What needs to be done:
Could you return every line of the material that contains the word "distant"?
********
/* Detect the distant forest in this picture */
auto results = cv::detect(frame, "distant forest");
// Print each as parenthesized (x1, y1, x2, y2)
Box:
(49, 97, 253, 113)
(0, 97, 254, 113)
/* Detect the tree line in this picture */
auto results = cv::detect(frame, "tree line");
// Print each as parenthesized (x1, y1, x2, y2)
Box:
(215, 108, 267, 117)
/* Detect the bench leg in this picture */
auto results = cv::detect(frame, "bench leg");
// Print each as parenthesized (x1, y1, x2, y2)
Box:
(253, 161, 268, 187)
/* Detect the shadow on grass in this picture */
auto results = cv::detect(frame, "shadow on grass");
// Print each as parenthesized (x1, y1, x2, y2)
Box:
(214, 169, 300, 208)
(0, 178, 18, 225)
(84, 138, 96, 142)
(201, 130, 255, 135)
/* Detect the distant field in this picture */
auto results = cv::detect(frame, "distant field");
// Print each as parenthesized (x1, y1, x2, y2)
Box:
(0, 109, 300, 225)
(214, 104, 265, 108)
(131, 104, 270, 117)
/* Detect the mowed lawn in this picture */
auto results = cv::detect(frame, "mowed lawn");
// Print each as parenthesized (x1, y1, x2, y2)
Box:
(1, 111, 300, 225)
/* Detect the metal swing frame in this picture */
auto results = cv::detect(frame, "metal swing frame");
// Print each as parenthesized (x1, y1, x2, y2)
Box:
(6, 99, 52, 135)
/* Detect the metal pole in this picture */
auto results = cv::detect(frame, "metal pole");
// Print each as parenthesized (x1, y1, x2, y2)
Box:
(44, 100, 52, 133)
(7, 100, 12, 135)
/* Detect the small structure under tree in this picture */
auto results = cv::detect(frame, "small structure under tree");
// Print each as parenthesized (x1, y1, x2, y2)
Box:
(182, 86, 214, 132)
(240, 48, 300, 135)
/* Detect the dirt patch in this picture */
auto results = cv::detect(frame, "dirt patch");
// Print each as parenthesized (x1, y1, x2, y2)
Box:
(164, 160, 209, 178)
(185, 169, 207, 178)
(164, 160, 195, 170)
********
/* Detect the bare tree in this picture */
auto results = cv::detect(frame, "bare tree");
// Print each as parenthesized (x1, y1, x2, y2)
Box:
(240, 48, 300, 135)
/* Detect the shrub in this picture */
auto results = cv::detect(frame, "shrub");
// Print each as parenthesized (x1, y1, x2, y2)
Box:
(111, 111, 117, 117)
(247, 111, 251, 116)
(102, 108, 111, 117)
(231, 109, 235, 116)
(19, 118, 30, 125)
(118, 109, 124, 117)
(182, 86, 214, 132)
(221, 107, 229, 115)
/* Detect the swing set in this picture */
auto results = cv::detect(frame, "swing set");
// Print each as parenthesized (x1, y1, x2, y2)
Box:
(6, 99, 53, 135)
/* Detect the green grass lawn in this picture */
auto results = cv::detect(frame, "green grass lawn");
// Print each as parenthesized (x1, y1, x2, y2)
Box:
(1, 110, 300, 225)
********
Result for this task:
/* Detect the distant forest in this picture */
auto results = cv::detect(frame, "distant forest");
/* Detect the distant field in this picture */
auto results = cv::detect(frame, "distant field");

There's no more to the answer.